### Consegne
[1] Riporta parola per parola l'intero testo sulla ripartenza di Renzi da Firenze.
[2] Riscrivi le righe dei record a partire da quella che contiene "of the window" fino alla fine dei record, sostituendo "planogram log" con "inventory log" e lasciando invariato tutto il resto.

### Testo
──────────────────────────────
Ancora  una contrapposizione  che, al momento,  non prevede il centro. Anche se tutti lo cercano, o cercano di costruirlo. Ma per farlo occorre grande  coesione almeno nei fondamentali ,  grande  volontà di agire insieme,  di trovare accordi che non appaiono all’orizzonte, per ora,   fra i partiti centristi. La voglia di essere o sentirsi leader non è passata.

L’avventura di Renzi è nata a Firenze e da lì, forse, vorrebbe ripartire , dopo un alternarsi di  situazioni positive e negative,  e una  manciata di  scelte sbagliate.

Certo non quella dell’abbandono del PD

Dopo  vari ripensamenti avrebbe deciso di  sostenere  l’esponente forzista Vito Bardi in Basilicata.  E sembra tentato dalla suggestione di sostenere anche l’attuale governatore del Piemonte, Alberto Cirio.  Non è chiaro se  queste scelte attengono soltanto ad un contesto territoriale   e locale o  sono prodromiche  di  un allargamento della maggioranza di governo.  Prevedere  il  futuro, ancorché prossimo è assai difficile. Impossibile tentare  ipotesi e tanto meno fare  pronostici,    azzardando  sentenze definitive. Solo il futuro darà risposte. 

La ripartenza  da Firenze ha avuto  luogo alla Leopolda, con un notevole successo di pubblico e  interventi di livello

Evento   che potrebbe  essere utile per sintetizzare un ragionamento squisitamente politico che va oltre l’ambito  cittadino e regionale..
──────────────────────────────
### Estratti dei record
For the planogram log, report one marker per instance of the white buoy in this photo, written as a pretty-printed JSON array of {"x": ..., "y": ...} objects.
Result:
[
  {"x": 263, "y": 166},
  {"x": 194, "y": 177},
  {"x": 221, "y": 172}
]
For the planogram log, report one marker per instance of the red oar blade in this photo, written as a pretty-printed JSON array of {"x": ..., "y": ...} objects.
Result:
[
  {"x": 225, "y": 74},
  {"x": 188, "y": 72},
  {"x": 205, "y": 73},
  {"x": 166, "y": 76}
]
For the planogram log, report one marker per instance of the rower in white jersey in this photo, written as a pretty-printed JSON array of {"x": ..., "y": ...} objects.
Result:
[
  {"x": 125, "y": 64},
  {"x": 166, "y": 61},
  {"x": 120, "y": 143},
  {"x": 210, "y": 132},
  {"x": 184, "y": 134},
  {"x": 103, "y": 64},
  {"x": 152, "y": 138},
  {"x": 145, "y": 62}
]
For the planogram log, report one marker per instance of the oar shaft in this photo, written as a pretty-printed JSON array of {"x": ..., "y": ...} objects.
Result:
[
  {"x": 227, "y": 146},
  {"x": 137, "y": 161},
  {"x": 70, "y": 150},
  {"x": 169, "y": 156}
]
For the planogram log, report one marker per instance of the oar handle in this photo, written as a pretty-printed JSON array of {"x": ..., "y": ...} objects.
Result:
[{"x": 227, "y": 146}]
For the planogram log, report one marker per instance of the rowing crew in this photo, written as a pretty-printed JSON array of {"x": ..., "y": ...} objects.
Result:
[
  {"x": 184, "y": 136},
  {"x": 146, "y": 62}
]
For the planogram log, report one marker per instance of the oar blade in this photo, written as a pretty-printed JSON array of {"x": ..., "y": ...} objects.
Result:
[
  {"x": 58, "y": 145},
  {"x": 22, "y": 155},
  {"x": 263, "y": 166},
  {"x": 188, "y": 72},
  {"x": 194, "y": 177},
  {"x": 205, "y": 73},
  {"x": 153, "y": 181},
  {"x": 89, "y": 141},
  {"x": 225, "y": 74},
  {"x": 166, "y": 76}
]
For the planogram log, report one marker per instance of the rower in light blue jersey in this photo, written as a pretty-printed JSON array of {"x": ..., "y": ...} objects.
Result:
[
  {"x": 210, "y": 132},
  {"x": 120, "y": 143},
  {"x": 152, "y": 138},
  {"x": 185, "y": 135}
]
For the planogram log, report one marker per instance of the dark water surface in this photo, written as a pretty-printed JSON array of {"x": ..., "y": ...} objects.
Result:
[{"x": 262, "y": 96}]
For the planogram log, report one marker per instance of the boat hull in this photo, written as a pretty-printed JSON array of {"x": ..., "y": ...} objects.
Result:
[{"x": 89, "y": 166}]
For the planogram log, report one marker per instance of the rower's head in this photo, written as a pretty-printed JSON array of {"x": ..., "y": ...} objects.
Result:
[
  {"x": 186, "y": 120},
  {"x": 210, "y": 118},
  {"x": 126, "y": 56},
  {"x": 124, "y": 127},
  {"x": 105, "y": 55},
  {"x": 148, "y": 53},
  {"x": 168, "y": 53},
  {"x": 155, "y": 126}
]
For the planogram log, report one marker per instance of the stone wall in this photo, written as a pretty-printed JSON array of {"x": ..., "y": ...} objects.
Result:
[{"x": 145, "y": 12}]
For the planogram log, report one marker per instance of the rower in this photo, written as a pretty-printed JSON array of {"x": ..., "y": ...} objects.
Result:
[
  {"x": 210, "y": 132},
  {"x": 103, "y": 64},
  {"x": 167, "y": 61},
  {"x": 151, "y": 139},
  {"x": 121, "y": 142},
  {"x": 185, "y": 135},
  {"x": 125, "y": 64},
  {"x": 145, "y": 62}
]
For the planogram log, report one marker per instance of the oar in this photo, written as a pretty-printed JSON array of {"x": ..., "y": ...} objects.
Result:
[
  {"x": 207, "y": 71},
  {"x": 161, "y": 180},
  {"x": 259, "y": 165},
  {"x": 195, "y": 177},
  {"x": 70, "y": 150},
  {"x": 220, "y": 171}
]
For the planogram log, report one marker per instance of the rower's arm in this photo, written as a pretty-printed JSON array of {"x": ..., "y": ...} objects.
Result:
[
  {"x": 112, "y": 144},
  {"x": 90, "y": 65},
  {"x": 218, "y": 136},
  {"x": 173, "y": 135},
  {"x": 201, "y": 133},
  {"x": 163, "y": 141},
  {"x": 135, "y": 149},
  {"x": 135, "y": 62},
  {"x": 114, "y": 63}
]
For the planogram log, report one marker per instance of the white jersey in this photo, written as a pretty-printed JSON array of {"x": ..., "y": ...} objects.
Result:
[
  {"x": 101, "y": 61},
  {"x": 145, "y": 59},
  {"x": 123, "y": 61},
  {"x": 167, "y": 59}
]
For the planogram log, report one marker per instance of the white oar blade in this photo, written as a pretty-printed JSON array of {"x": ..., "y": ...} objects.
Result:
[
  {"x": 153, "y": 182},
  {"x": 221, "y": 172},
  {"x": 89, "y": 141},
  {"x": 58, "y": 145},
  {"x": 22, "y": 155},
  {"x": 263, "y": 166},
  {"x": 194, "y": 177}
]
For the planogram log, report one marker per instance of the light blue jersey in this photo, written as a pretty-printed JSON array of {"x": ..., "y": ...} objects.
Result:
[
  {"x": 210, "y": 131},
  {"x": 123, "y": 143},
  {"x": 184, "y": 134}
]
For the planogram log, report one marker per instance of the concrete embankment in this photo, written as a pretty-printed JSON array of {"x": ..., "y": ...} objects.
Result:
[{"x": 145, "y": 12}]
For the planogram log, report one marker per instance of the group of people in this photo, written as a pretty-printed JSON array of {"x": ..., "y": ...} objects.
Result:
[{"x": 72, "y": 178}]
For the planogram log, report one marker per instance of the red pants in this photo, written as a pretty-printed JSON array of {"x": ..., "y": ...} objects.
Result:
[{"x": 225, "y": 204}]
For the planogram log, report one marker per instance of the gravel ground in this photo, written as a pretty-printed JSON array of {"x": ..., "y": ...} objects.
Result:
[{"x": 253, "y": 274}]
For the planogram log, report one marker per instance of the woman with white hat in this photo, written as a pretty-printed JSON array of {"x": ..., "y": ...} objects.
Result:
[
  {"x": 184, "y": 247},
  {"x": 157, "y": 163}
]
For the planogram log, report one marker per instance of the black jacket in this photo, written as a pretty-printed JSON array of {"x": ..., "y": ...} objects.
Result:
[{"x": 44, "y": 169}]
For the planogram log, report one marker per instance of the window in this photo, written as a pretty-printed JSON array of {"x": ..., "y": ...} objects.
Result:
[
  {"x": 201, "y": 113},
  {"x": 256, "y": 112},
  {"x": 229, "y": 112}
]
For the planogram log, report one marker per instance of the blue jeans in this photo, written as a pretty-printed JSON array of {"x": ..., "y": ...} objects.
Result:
──────────────────────────────
### Risposte alle consegne
[1]
Ancora  una contrapposizione  che, al momento,  non prevede il centro. Anche se tutti lo cercano, o cercano di costruirlo. Ma per farlo occorre grande  coesione almeno nei fondamentali ,  grande  volontà di agire insieme,  di trovare accordi che non appaiono all’orizzonte, per ora,   fra i partiti centristi. La voglia di essere o sentirsi leader non è passata.

L’avventura di Renzi è nata a Firenze e da lì, forse, vorrebbe ripartire , dopo un alternarsi di  situazioni positive e negative,  e una  manciata di  scelte sbagliate.

Certo non quella dell’abbandono del PD

Dopo  vari ripensamenti avrebbe deciso di  sostenere  l’esponente forzista Vito Bardi in Basilicata.  E sembra tentato dalla suggestione di sostenere anche l’attuale governatore del Piemonte, Alberto Cirio.  Non è chiaro se  queste scelte attengono soltanto ad un contesto territoriale   e locale o  sono prodromiche  di  un allargamento della maggioranza di governo.  Prevedere  il  futuro, ancorché prossimo è assai difficile. Impossibile tentare  ipotesi e tanto meno fare  pronostici,    azzardando  sentenze definitive. Solo il futuro darà risposte. 

La ripartenza  da Firenze ha avuto  luogo alla Leopolda, con un notevole successo di pubblico e  interventi di livello

Evento   che potrebbe  essere utile per sintetizzare un ragionamento squisitamente politico che va oltre l’ambito  cittadino e regionale..

[2]
For the inventory log, report one marker per instance of the window in this photo, written as a pretty-printed JSON array of {"x": ..., "y": ...} objects.
Result:
[
  {"x": 201, "y": 113},
  {"x": 256, "y": 112},
  {"x": 229, "y": 112}
]
For the inventory log, report one marker per instance of the blue jeans in this photo, written as a pretty-printed JSON array of {"x": ..., "y": ...} objects.
Result:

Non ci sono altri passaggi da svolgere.